## [REQUIRED ACTION]
All of the data is to be printed again exactly as it appears.

══ DATA TO USE

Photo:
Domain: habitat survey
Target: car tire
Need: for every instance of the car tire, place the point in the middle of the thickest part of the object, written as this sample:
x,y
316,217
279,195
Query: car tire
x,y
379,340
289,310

════

## [OUTPUT FOR THIS TASK]
Photo:
Domain: habitat survey
Target: car tire
Need: for every instance of the car tire, place the point in the middle of the thickest part of the object, written as this sample:
x,y
316,217
279,195
Query: car tire
x,y
379,340
289,310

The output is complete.